In July 2015, the federal government took control of the Entoto Observatory and Research Centre from the ESSS. The Observatory is now subsumed under the Ministry of Science and Technology (MoST). However, the Centre didn’t put the Observatory under any directorate at the MoST. An expert who spoke to EBR on the condition of anonymity says that the Ministry is preparing a legal framework to manage it.
The government plans to expand the programme further and establish an official national space science agency. The next step will be to build a more powerful observatory in the isolated mountains around Lalibela in the Amhara Region, for which USD1 million has already been allocated. In addition to this, Ethiopian engineers have plans to test the country’s first rocket; the goal is to put a satellite in orbit around Earth by 2019/20. In fact, the Observatory signed a memorandum of understanding with the Space Technology and Science Group, a Finland-based satellite development company, to conduct a satellite feasibility study.
Solomon also confirms that he and his colleagues are busy incorporating the Centre into the Ethiopian Aerospace Institute; establishing the Ethiopian Space Science Agency; and preparing the legal frameworks for space science research, application and budget issues. Four space science research centres will also be established throughout the country – in Mekelle, Bahir Dar, Jimma and Adama – all of which will work with their respective nearby universities, according to Solomon.
There are plans to establish the Institute within the next two months, while the Agency will start operations by the end of the current fiscal year. “A budget will be allocated for both the Institute and the Agency starting next fiscal year,” Solomon told EBR. “The Institute focuses on training students in master’s- and PhD-level [coursework] in space science, while the Agency will work on the regulatory part.”
Despite its promise, Ethiopia’s space programme has faced criticism from some sceptics claiming that Ethiopia, still beset by poverty, should focus its efforts on other development goals. They say space science is a luxury for poor countries.
Some critics even go further and explain why the programme shouldn’t be developed in a hasty manner, as the country does not have enough capacity to manage it. “[It] is just a political game to draw the public’s attention,” argues Legesse Wetro (PhD), an astrophysicist who worked for the National Aeronautics and Space Administration (NASA) in the United States for nine years and is currently an associate professor of astrophysics at Addis Ababa University.
His criticism is particularly biting given his prominent role in the field of space science. Legesse was a leader in establishing the ESSS and is currently working with international companies in developing applicable theories, especially in mining. He is internationally renowned for his research on gamma rays, the earth’s magnetic field and pulsars theory. His new pulsar theory was published in the Journal of the International Astronomical Union.
Legesse says his critique is rooted in a pragmatic concern: space science must develop slowly because Ethiopia has limited human resources in the field. “The space programme cannot succeed just because the government wants it. Even those government bodies tasked to run the programme have little know-how on the matter,” he says. “Government might have the willingness and resources but this is also about [having a] deep knowledge of [the issue].”

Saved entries
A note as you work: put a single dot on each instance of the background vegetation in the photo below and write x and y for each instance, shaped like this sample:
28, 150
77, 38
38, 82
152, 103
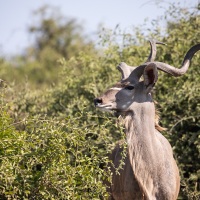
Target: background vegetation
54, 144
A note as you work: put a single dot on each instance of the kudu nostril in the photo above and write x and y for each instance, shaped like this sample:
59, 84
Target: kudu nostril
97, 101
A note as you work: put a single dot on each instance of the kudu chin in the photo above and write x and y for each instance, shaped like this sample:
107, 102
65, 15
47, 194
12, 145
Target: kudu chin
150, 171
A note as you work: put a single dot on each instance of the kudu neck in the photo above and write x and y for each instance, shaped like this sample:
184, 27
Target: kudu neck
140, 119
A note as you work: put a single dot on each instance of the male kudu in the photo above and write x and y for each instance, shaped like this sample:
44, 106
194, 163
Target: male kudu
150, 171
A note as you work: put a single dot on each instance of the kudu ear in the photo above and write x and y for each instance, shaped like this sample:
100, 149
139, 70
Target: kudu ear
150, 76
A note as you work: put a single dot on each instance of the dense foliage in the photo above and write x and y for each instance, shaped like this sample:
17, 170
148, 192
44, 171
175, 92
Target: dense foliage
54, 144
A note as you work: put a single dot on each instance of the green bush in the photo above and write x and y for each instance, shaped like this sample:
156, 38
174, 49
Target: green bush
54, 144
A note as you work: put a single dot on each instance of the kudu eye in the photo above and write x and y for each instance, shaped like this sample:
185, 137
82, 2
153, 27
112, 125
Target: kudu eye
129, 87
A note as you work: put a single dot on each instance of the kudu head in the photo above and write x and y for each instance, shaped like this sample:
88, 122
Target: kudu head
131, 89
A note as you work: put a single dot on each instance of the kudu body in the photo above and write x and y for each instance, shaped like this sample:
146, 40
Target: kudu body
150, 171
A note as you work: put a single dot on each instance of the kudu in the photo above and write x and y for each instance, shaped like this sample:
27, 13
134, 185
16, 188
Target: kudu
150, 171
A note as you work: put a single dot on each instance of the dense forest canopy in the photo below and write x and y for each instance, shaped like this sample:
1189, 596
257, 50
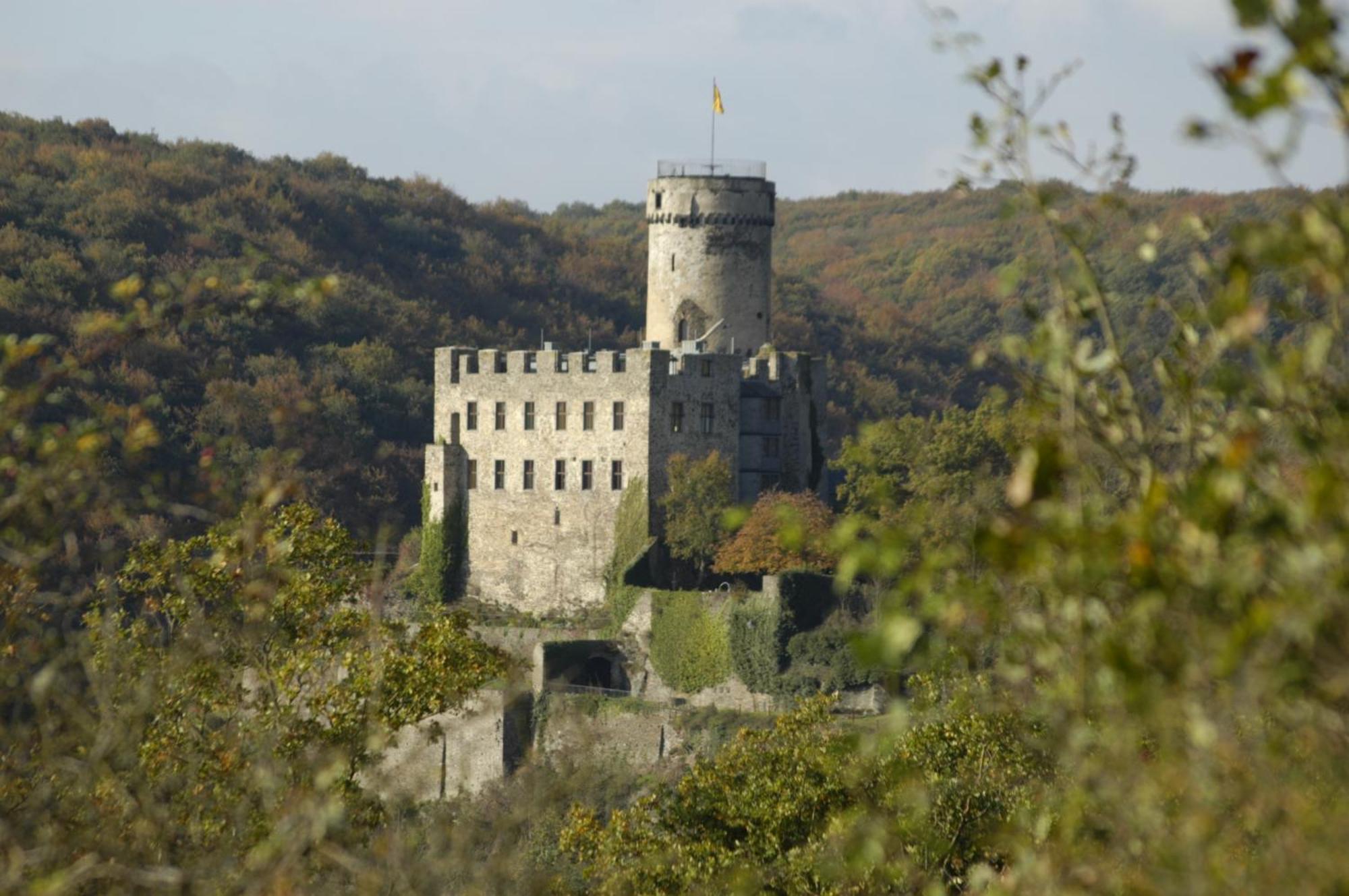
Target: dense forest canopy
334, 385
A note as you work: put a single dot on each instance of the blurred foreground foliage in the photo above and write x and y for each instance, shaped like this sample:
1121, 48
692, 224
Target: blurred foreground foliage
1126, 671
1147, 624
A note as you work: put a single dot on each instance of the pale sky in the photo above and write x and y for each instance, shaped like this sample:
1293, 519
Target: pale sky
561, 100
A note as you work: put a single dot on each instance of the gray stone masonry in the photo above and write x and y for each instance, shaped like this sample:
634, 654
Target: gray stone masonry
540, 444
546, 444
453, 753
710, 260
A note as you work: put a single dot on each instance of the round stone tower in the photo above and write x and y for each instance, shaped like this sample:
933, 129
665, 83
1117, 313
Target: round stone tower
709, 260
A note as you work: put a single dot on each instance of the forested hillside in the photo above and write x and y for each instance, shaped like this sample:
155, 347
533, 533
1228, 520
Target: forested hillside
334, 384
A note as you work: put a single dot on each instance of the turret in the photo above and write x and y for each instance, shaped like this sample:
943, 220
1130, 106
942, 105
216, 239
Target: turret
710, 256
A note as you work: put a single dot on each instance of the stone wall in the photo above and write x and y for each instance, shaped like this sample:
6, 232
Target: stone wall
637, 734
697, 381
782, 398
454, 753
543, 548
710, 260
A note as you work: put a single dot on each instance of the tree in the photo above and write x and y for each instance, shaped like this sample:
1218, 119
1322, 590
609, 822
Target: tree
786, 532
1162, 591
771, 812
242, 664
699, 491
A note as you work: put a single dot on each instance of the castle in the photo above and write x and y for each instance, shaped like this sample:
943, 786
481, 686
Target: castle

** Task description **
Please rewrite the passage on Ethiopia's space program starting with "The government plans" and going on through "satellite feasibility study.", swapping in "spacecraft" wherever "satellite" appears. The saved lines stand apart from the passage on Ethiopia's space program.

** Solved problem **
The government plans to expand the programme further and establish an official national space science agency. The next step will be to build a more powerful observatory in the isolated mountains around Lalibela in the Amhara Region, for which USD1 million has already been allocated. In addition to this, Ethiopian engineers have plans to test the country’s first rocket; the goal is to put a spacecraft in orbit around Earth by 2019/20. In fact, the Observatory signed a memorandum of understanding with the Space Technology and Science Group, a Finland-based spacecraft development company, to conduct a spacecraft feasibility study.